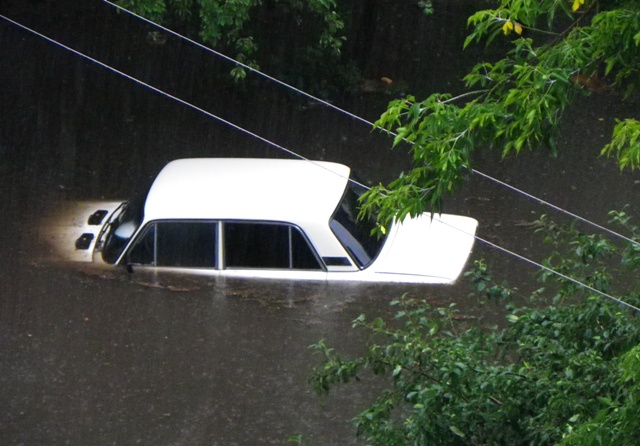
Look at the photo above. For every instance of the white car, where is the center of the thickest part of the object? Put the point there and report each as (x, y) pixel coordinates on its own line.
(270, 218)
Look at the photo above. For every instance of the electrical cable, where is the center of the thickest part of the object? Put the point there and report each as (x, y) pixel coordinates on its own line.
(237, 127)
(365, 121)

---

## BRIEF
Can you repeat the text of every row above with "thickest part" changed to "widest part" and nothing else altered, leaving out the pictures?

## REPLY TO THE EXERCISE
Look at the photo above. For every instance of the white car, where is the center of the widest part of the object? Put the point there and report each as (x, y) pixel coordinates on its own line.
(270, 218)
Look at the photo above. For every instance of the electrical cable, where is the center of the widest part of the object? Put the point there and report each as (x, y) pixel coordinates on its own line.
(237, 127)
(365, 121)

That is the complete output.